[begin RECORDS FOR THE EXERCISE]

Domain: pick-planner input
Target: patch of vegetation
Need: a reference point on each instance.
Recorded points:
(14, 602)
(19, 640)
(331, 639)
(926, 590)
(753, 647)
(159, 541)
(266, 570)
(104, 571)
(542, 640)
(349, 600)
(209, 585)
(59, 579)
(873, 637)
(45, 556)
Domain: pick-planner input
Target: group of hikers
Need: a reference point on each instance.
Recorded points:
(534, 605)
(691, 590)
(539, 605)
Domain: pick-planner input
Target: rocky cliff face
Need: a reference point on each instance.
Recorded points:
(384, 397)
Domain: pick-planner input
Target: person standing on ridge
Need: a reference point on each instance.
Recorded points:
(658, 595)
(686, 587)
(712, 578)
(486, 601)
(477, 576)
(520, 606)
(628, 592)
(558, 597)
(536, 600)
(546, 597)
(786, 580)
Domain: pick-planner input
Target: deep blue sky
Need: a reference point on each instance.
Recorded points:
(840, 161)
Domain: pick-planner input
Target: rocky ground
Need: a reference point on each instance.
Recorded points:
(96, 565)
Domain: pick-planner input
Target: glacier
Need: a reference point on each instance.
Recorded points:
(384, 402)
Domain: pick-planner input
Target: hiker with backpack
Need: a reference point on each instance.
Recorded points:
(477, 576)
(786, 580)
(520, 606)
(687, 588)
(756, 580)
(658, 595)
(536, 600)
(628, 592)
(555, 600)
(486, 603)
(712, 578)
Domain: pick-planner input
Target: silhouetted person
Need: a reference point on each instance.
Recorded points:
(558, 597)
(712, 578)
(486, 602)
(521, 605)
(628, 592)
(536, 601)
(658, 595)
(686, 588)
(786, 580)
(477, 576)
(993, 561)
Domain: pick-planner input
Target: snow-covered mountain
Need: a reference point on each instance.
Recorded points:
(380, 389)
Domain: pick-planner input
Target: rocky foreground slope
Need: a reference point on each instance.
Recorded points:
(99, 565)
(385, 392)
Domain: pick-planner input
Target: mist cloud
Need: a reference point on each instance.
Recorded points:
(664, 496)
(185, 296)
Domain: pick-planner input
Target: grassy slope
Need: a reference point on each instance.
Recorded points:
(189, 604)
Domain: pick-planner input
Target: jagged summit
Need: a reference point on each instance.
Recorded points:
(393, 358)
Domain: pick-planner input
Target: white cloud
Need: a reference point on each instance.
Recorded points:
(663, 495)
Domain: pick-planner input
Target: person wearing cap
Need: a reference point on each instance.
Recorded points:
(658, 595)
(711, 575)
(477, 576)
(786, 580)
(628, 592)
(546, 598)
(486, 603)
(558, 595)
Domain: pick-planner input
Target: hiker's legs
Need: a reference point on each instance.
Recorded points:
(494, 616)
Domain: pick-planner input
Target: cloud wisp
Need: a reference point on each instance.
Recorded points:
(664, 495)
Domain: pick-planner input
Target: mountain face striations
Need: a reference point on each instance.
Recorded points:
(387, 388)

[end RECORDS FOR THE EXERCISE]
[begin RECORDS FOR THE EXERCISE]

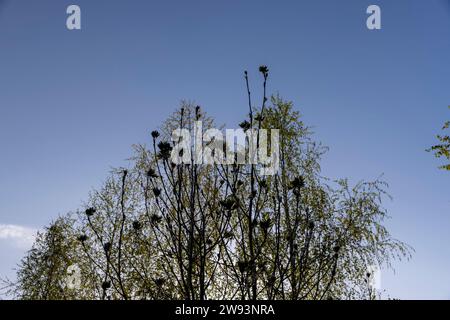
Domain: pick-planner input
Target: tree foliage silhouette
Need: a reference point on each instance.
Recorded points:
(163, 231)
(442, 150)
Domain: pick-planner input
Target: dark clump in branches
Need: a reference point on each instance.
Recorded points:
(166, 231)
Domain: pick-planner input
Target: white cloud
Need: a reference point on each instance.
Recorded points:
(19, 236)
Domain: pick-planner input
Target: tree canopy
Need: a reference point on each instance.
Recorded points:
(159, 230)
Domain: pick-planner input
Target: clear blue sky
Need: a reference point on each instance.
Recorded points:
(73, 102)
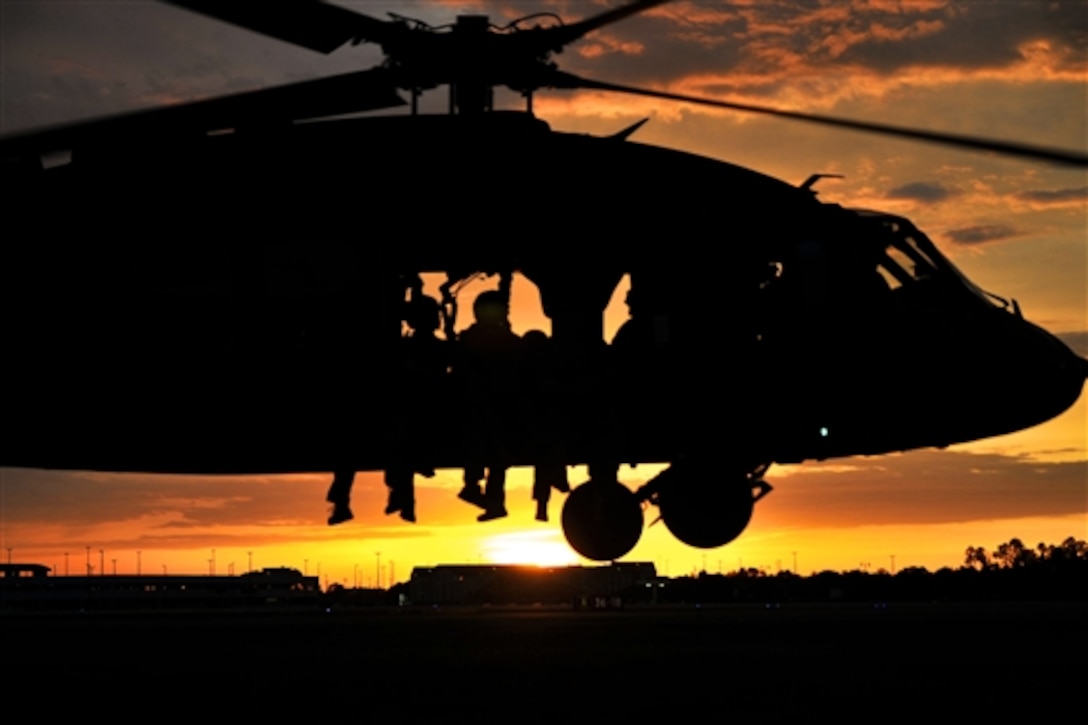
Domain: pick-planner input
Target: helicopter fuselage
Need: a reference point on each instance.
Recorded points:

[end RECORDS FOR THE EXERCISE]

> _THE REQUEST_
List each line in the data above that contains the string "tree". Matching is case-sensitive.

> _SOLUTION TO THIS TASK_
Target: tree foliage silhouette
Target: tree canopy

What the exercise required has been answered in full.